**Document excerpt:**
────────────────

Dennis Reid is a poet and a fly fisherman. He is other things too of course, novelist, father, dreamer, magazine writer and ocean salmon fisherman among them.  I included explorer in that list at first then took it out, not because it doesn’t fit but because when you use that word people tend to think of people like Alexander Mackenzie or Scott of Antarctica. But Mr. Reid is an explorer of a very different sort. The terrain he explores involves searching for new boundaries in his writing and in his fishing. And in Fishing for Dreams, his recently published collection of short stories, you will see just how far out on the map he has gone.

Don’t let the title of this book put you off. Fishing for Dreams to me sounds like one of those sentimental collections of anecdotes by an old gentleman who is writing his first and only book, looking back on a lifetime of fishing. This book is not that. It’s a collection of stories, some of which appear to have grown out of magazine articles, in which he explores some of British Columbia’s most legendary waters. But when you go with D.C. Reid on these outings, they seem like wholly new places, places that emerge and disappear in the mist, that glow with light and are drenched with rain. You can sense the vibrations of the float planes he flies in, smell the gas fumes from the outboard motors that idle on the deep Pacific swells, and feel the chill of the ocean as he plunges shoulder deep to grab a big Chinook.

It contains some of the most evocative writing you’ll ever read about fishing and much of it has the dream-like quality of  his poetry. Sometimes he drifts too far unchecked, and you find yourself wishing he would just cut the bait and go fishing. Not every floatplane trip has to be a metaphor for life. Sometimes it’s just a plane, banging through the weather and landing on the water. In fact, that’s what it is most the time.

But you don’t get great writing without taking risks, and when you take risks there are bound to be stumbles. D.C. Reid wades deep in Fishing for Dreams, and although there are some pages you will find yourself skipping over, there are others that you will want to read over, just to savor the moment. And always you will feel that he’s put you there, in the scene, as he searches for big fish, and for himself, across B.C.’s dramatic landscape.

“On the edge,” he writes of a trip to the Nass River country.  “As far north as you can go. Riding the border. All phrases that describe the glacier palace of the Nisga’a First Nation – Wilp Syoon. The lodge lies in the lee between two islands, afternoon sun hot on the deck. Below us, the sweet fluidity that is Spey casting in the hands of a skilled practitioner. Mark’s orange line extends through the sun.”

Or how about this description about fishing at night in a river full of spawning salmon:

“Casting my gaze up and down after night’s darkest hour, I do not see any chum, coho or Chinook salmon. My eyes come to rest on the riffle beneath my feet and after a few moments it becomes clear that the small sticks in the tumbling water are actually dorsal fins. Now the adrenaline that keeps me awake each night before my date with a fishing rod moves my left arm to cast the fly. And in stepping forward in calf-deep water, I almost fall into the dark over a Chinook s long and thick as a log.

“In the small glow arriving, I toe the wavering fish, but it does not react. On a whim, I tuck my rod under my arm and reach down. My hands close around the wrist of its tail and it serpentines into the dark.”

Most of us lucky enough to fish on Canada’s West Coast will know what he’s talking about there, will know the feeling of bumping into a big Chinook resting in the shallows, of reaching to touch it in the darkness. But few fishing writers would ever think to describe that moment, and few still would capture it as beautifully as D.C. Reid does.

There will be places in this book where you will stop and wonder what he’s on about. But then fly fishing wouldn’t be any fun if you knew exactly what you were going to get with every cast. Reading this book is interesting because you are never sure exactly where a writer is going to take you. Get ready for some new territory, because D.C. Reid is out there exploring, and it’s a journey that’s definitely worth taking.

────────────────

**Information provided:**
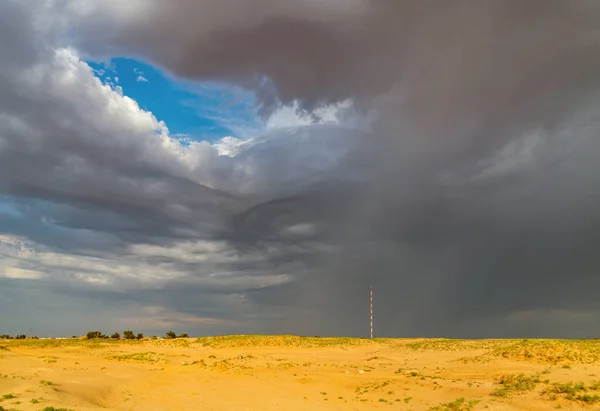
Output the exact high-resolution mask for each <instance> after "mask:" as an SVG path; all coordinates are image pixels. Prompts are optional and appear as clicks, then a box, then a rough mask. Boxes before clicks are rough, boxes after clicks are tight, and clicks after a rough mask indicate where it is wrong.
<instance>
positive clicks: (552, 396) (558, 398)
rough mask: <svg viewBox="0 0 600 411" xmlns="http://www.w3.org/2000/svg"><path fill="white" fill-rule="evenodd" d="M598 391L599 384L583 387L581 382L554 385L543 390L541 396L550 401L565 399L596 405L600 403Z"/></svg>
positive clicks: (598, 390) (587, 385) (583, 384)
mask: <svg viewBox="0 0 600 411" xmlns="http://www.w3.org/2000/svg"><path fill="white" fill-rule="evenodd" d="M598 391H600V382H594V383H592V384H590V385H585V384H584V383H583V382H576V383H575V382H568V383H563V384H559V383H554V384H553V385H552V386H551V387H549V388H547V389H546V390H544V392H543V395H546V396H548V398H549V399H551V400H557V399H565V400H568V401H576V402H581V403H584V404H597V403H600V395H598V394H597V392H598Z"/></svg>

────────────────

**Problems and tasks:**
(1) According to the book review, what region is D.C. Reid writing about in the passage that opens with "On the edge"?
(2) Quote the book review word for word, starting with "Most of us lucky" and going on through "D.C. Reid does.".
The material shown here was taken from a separate source.

**Solutions to each task:**
(1) The Nass River country.

(2)
Most of us lucky enough to fish on Canada’s West Coast will know what he’s talking about there, will know the feeling of bumping into a big Chinook resting in the shallows, of reaching to touch it in the darkness. But few fishing writers would ever think to describe that moment, and few still would capture it as beautifully as D.C. Reid does.